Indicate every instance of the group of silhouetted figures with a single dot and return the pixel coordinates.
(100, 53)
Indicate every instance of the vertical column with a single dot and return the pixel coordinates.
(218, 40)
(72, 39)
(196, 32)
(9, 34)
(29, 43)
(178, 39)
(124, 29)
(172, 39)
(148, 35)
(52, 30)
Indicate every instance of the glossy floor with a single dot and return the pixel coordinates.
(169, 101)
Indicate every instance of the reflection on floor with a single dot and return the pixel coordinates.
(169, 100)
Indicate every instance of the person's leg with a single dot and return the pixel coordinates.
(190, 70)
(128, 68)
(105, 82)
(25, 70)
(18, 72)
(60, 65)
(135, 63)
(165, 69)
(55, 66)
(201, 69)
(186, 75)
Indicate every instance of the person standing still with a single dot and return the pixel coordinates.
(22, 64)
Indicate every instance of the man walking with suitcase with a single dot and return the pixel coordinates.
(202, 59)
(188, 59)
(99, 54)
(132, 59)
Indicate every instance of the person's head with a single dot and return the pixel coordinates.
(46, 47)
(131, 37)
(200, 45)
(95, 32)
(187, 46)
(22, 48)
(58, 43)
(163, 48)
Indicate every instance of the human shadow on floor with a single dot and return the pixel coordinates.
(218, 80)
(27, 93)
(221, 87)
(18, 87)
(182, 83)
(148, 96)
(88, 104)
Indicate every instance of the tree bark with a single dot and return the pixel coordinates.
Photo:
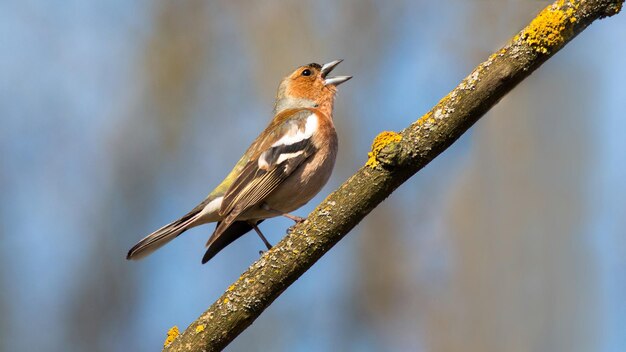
(394, 158)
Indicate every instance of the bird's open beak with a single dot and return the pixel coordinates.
(337, 80)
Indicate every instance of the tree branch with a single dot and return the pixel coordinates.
(394, 158)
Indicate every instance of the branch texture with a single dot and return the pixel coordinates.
(394, 158)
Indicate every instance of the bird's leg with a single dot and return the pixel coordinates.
(267, 243)
(295, 218)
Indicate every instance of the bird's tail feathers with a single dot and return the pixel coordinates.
(162, 236)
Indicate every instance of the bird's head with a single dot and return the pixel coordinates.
(309, 86)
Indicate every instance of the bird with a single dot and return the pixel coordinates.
(283, 169)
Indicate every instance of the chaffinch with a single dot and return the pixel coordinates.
(286, 166)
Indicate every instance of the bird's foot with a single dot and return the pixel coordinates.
(295, 218)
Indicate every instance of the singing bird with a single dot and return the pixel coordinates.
(286, 166)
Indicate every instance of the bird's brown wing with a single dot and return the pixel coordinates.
(286, 145)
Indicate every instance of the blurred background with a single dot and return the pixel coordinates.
(118, 117)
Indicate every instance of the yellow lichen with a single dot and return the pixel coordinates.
(424, 118)
(551, 27)
(380, 142)
(172, 334)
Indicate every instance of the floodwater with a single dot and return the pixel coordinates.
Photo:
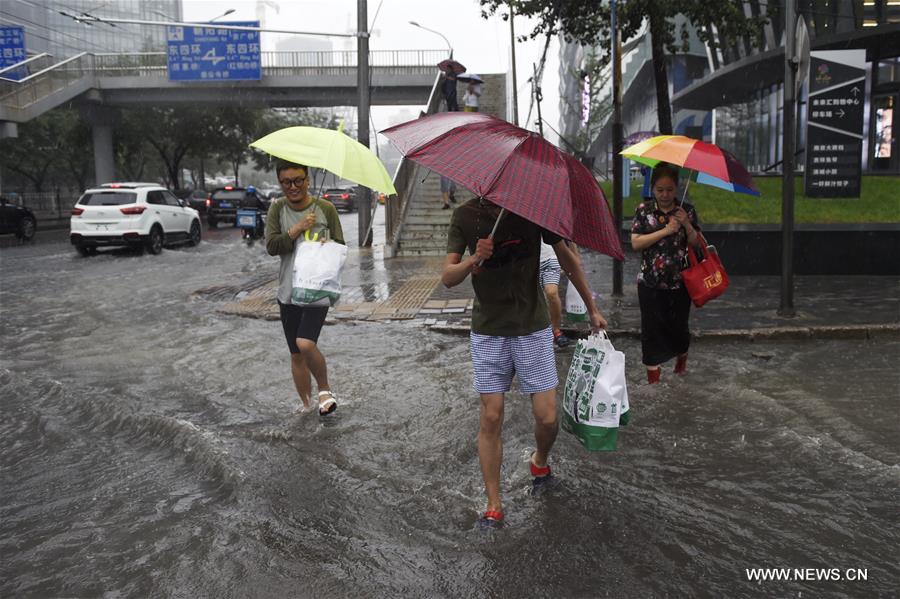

════

_Work to be completed_.
Please list each line above that contains the string "person". Case counts.

_Problem solution_.
Indicate every instance of the person's leg with a single dot and return the pixel coordinates.
Indicate every instance of the person standing still with a single dot and return the pixel coordinates.
Indicate every instance of the person's head with a single dot and return the pixel coordinates.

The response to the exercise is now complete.